In 2011, Ms. Mellet learned that the pregnancy involved a fatal fetal imapirment. Her doctors in Dublin told her that either the foetus would die in utero or would not survive long after birth. Upon receiving this information, Ms. Mellet found the prospect of continuing her pregnancy unbearable and decided to seek an abortion. However, Ireland’s law only allows abortions for women whose pregnancies threaten their lives. Ms. Mellet was told that in order to end her pregnancy she would have to travel to another country. Ms. Mellet travelled at her own expense to a hospital in the United Kingdom where she underwent the procedure. She flew home to Dublin only 12 hours later, although still weak and bleeding.
In November 2013, Ms. Mellet filed an individual complaint to the Human Rights Committee, under the Optional Protocol to the International Covenant on Civil and Political Rights.
The Human Rights Committee held that Ireland violated the right to be free from cruel, inhuman or degrading treatment (Article 7), right to privacy (Article 17), and right to equality before the law (Article 26) as enshrined in the International Covenant on Civil and Political Rights
It held that by prohibiting and criminalizing abortion, and thereby preventing Ms. Mellet from accessing abortion services in Ireland, the state subjected her to conditions of severe emotional and mental pain and suffering. The pain and suffering was sufficiently severe to amount to cruel, inhuman or degrading treatment, in violation of Article 7. In finding a violation of the right to be free from cruel, inhuman or degrading treatment, the Committee reiterated that states parties to the Covenant may not invoke any kind of justification or extenuating circumstances to excuse a violation of Article 7, which is absolute in nature and allows for no limitations.
The Committee reaffirmed that a woman’s decision to have an abortion falls within the scope of her right to privacy, and held that Ireland’s prohibition and criminalization of abortion interfered with Ms. Mellet’s decision not to continue her pregnancy. This interference with her privacy was unreasonable because “the balance that the State party has chosen to strike between protection of the fetus and the rights of the woman in this case cannot be justified” and this violated Article 17. In this regard, the Committee noted that Ms. Mellet’s pregnancy was non-viable, that the options available to her were “inevitably a source of intense suffering”, and that being legally prohibited from obtaining an abortion in Ireland amounted to a violation of her right to be free from ill-treatment.

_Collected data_
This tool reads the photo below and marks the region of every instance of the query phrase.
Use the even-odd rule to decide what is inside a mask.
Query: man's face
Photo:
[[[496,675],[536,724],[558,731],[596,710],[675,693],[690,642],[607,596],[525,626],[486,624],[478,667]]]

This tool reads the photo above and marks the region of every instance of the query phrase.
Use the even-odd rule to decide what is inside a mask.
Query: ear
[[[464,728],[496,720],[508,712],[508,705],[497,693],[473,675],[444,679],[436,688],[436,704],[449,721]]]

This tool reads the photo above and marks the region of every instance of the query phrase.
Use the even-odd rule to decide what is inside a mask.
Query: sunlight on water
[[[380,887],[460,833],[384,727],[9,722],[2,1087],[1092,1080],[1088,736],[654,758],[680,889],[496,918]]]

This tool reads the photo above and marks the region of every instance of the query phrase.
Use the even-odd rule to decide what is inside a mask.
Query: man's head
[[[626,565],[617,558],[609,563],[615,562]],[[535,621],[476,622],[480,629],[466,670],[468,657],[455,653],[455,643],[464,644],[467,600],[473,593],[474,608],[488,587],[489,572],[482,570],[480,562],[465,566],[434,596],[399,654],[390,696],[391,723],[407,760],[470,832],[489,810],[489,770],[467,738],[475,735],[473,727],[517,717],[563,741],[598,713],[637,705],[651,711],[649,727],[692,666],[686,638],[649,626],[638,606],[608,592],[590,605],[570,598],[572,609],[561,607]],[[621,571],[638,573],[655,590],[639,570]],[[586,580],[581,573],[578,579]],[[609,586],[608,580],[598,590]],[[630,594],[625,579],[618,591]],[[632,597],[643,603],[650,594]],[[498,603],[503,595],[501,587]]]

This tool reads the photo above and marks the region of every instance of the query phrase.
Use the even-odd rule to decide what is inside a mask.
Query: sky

_WORK TASK 1_
In the summary of Ms. Mellet's case, why did the Committee hold that Ireland's interference with her privacy was unreasonable?
_WORK TASK 2_
Extend the summary of Ms. Mellet's case by writing what comes after its final sentence.

_RESPONSE 1_
The Committee held that the balance Ireland chose to strike between protecting the fetus and the rights of the woman could not be justified in her case. It noted that her pregnancy was non-viable, that the options open to her were "inevitably a source of intense suffering," and that the legal ban on abortion in Ireland violated her right to be free from ill-treatment.

_RESPONSE 2_
The Committee observed that women in Ireland who decide to carry to term a non-viable pregnancy continue to receive the full protection of the Irish public health care system, such as coverage by health insurance, access to care from known medical professionals, and medical attention after the end of the pregnancy. In contrast, the Committee found that because of Ireland’s prohibition on abortion, Ms. Mellet was placed entirely outside of the Irish public health system and had to rely on her own resources to obtain the care she needed in another country. As a result, the Committee held that Irish law “failed to adequately take into account her medical needs and socio-economic circumstances,” and thus discriminated against Ms. Mellet and denied her equal protection of the law in violation of Article 26.
The Committee instructed Ireland to make full reparation to Ms. Mellet for the harms she suffered, including adequate compensation and making available psychological counselling:
- “amend its law on voluntary termination of pregnancy, including if necessary its Constitution, to ensure compliance with the Covenant;”
- ensure “effective, timely and accessible procedures for pregnancy termination in Ireland;” and
- “take measures to ensure that health-care providers are in a position to supply full information on safe abortion services without fearing being subjected to criminal sanctions.”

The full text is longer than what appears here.